While beginning in 1850 and ending in a dystopian future, Cloud Atlas eschews the traditional linearity of most post-apocalyptic novels, adopting a unique boomerang-like structure constructed of six interconnected stories. At its heart lies the end of civilisation as we know it and through a panoply of voices, we learn of the collapse of a society where the corporations and the government have merged into one terrifying entity, called Corpocracy. Those who are left must forge a simple existence on the land, but not without the fear of violent attacks from the neighbouring cannibalistic slavers. Mitchell’s genre-defying novel is a meditation on humanity’s lust for power combined with a profound critique of the post-industrial age.
John Lanchester’s 2019 longlisted novel takes present-day socio-political issues and intertwines them in a near-future, ‘cli-fi’ vision. Set after the ecological collapse of ‘the Change’, lands across the globe have been flooded or parched, turning survival into a lottery. Britain remains one of the few places still habitable, albeit drastically colder. It shelters behind a 10,000 km wall, its borders closed to the outside world while, in their thousands, subservient citizens must suffer through two years of conscription. They form a line of defence that ensures no outsider breaches the island’s perimeter.
Lanchester’s post-catastrophe novel depicts a world with harrowing present-day parallels that, at times, feels a little too close to home - with rising sea levels, extreme weather and climate migrants making headlines every week, this premise often feels scarily close to home. A thrilling, yet uncomfortable read for these fractured times.
Set during the Norman conquests of the 11th century, The Wake, described by its UK publishers as a post-apocalyptic novel set a thousand years ago, proudly splices historical fiction with a devastated landscape. Buccmaster, a fens farmer, loses his wife, children, land and home when the Duke of Normandy invades. While the Normans pillage around him, those left are driven to the wilds to survive. Consumed by rage, and blinded by paranoia, he gathers a band of men and leads a guerilla uprising against the invaders. It’s a brutal and violent read, narrated by a man lamenting the end of his world.
-.-.-
> What the exercise asks: Continue the overview of post-apocalyptic novels from the point at which it ends. The listing has no connection to the overview of post-apocalyptic novels.
-.-.-
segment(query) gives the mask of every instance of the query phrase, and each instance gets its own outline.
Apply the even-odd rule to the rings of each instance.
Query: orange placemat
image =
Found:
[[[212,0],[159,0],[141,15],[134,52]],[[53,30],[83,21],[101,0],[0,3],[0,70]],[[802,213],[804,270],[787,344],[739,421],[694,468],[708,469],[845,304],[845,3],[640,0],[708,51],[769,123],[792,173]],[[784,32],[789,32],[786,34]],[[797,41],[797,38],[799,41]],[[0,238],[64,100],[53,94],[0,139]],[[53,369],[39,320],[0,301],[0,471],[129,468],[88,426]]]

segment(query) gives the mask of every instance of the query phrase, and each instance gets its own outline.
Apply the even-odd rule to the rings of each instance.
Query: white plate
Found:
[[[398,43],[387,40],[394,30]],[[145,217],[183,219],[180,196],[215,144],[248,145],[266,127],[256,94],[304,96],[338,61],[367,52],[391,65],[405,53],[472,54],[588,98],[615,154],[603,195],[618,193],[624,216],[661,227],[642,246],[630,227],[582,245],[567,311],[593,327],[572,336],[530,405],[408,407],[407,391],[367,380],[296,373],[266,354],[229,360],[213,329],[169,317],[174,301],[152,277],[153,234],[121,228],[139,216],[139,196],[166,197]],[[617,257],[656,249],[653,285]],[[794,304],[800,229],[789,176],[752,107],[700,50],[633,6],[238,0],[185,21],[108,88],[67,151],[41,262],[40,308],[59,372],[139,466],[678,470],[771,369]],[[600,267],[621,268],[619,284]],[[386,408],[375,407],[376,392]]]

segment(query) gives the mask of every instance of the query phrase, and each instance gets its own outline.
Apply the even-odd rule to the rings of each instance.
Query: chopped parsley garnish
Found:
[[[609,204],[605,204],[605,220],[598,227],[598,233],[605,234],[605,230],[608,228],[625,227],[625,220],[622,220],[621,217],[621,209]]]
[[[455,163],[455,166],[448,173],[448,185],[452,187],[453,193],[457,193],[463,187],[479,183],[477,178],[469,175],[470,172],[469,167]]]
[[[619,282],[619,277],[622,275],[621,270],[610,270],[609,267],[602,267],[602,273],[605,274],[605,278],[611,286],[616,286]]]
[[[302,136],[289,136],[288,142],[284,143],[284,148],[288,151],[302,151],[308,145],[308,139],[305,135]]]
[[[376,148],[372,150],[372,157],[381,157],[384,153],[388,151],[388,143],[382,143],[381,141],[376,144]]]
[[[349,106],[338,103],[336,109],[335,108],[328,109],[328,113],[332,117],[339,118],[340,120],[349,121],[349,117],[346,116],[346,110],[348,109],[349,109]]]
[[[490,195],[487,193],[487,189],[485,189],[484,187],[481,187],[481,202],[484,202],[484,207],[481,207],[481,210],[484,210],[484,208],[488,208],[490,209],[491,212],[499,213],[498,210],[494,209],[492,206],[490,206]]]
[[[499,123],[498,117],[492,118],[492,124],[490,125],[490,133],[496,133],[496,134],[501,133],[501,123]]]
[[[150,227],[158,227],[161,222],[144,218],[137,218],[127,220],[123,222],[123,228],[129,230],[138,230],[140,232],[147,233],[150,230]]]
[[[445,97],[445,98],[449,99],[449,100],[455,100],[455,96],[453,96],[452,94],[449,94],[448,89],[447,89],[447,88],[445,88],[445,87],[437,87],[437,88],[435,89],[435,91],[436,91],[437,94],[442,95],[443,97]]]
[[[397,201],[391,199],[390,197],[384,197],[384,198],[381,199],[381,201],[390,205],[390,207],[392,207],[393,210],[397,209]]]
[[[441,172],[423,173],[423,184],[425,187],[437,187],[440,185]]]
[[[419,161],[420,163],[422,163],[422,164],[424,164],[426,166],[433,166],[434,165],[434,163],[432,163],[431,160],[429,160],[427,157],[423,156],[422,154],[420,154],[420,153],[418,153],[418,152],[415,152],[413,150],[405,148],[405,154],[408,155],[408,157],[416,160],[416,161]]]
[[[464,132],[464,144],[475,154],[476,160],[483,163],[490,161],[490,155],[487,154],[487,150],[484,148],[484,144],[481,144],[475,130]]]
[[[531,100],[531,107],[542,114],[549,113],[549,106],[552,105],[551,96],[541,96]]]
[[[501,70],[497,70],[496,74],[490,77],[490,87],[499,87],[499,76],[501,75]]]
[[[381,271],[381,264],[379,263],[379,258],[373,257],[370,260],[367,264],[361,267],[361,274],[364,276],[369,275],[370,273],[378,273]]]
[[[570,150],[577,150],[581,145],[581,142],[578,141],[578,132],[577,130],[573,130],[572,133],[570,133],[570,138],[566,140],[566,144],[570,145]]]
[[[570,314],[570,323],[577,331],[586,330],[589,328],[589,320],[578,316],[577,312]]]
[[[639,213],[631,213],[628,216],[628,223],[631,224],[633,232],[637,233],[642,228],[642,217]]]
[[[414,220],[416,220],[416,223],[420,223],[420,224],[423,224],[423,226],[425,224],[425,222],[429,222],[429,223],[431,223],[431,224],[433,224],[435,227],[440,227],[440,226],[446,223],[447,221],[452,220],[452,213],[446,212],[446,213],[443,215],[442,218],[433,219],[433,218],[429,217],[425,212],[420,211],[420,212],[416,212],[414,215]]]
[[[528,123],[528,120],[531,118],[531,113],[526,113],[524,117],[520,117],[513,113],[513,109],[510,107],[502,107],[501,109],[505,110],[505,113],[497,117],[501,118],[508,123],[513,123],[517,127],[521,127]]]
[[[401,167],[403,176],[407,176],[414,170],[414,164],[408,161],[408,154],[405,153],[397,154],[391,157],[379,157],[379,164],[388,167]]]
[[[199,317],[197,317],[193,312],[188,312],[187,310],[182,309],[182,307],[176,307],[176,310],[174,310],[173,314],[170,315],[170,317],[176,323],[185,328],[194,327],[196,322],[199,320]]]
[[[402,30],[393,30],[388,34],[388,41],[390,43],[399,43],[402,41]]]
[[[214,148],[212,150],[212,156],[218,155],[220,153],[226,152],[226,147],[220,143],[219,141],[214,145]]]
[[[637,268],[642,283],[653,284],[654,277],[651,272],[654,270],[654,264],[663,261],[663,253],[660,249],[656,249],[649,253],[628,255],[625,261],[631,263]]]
-.-.-
> Task answer:
Upon writing, Kingsnorth assumed his novel would be a flop (‘I’m writing a book about a period in history no one knows about in a language no one can understand with a central character who’s horrible’ he told NPR in 2015), yet it was published by Unbound and became the first crowd-funded novel to be nominated for the Booker Prize when it was longlisted in 2014. It enthralled readers across the world, including Shakespearean actor Mark Rylance, who then bought the film rights. Part of its draw lies in the prose: Kingsworth’s novel is written in a version of Old English mixed with modern syntax, and this use of language is key to the author’s worldbuilding. ‘So it is when a world ends’; ‘all is broc,’ says Buccmaster. It couldn’t be more true, in this brutal tale of medieval conquest.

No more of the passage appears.